→ **EXTRACT PROVIDED**

--

Sydney’s outer suburbs are showing signs of rising numbers of distressed property sales with higher interest rates the likely cause, a trend that can be expected to spread to other capitals, according to property data group Domain.
Distressed listings as a share of the national market remain low, at about 2.8% across the capital cities, compared with a record 5.1% in late 2018.
However, pockets of forced sales are showing up even before the full impact of 12 interest rate rises by the Reserve Bank in 13 months take effect. In addition, almost 900,000 households are scheduled to roll off low fixed rates to higher variable ones this year, worsening the financial strains for many.
Nicola Powell, head of Domain’s research and economics, said signs of forced sales were showing an uptick in outer suburban regions, particularly in Sydney. Indications of distress included terms such as “mortgage repossessed”, “urgent sale” and “price reduced” that turn up in property descriptions.
“If you look at Blacktown [in Sydney’s west], 9.2% of new listings in May were distressed, that’s almost one in 10,” Powell told Guardian Australia. That tally approached double the 5.2% rate a year earlier.
Similarly, in Sydney’s south-west, another area of rapid population growth, the share of distressed sales among new listings had jumped from 4% in May 2022 to 9.8% last month, Domain data shows.
People in those regions “are feeling the higher cost of living and they may have bought at the peak, stretching themselves financially to get into the property market”, Powell said. Those suburbs include areas that are considered relatively affordable.
The RBA has been hiking the cost of borrowing since May 2022 in a bid to rein in the highest inflation rate in three decades by cooling spending of households and businesses.
With many people debt-free, however, the pain of higher interest rates is falling unevenly on the population.
The RBA expects debt repayments as a share of households’ disposable income to rise to about 10% by the end of 2024, but says so far personal insolvencies remain at low levels, according to minutes of its June meeting.

--

→ **DATA SECTION**
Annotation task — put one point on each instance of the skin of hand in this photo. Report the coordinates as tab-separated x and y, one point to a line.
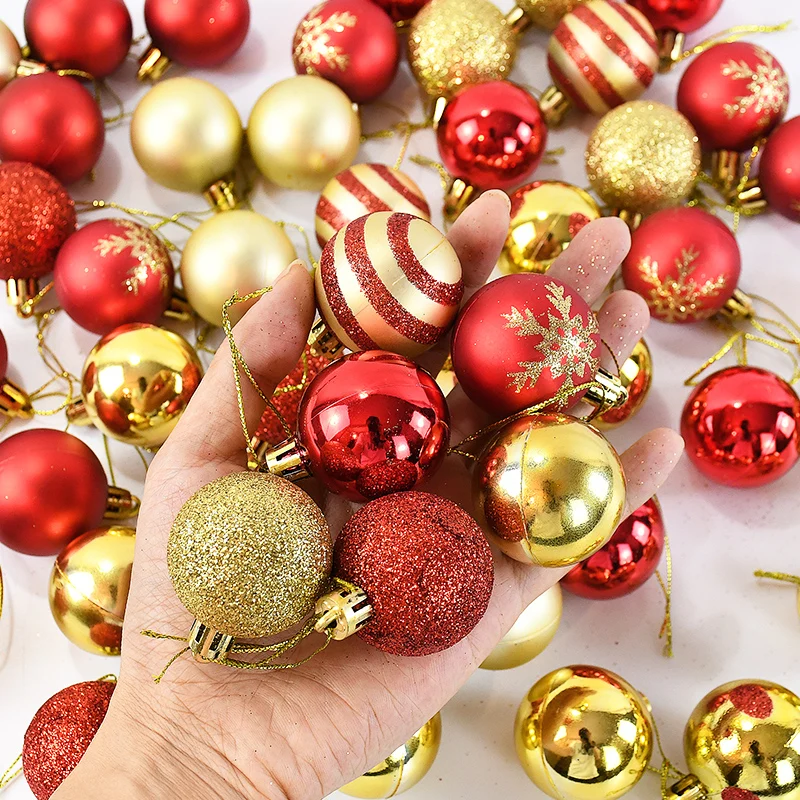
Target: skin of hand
211	732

--

→ **TASK INSTRUCTIONS**
1. Using the article on distressed property sales, answer each of the following questions on its own line.
(a) What share of listings across the capital cities are distressed?
(b) How many households are scheduled to roll off low fixed rates this year?
(c) Since when has the RBA been raising the cost of borrowing?
2. List every term that the article on distressed property sales names as an indication of distress in property descriptions.

→ **RESPONSES TO THE TASKS**
1.
(a) About 2.8%
(b) Almost 900,000
(c) May 2022

2.
"mortgage repossessed"
"urgent sale"
"price reduced"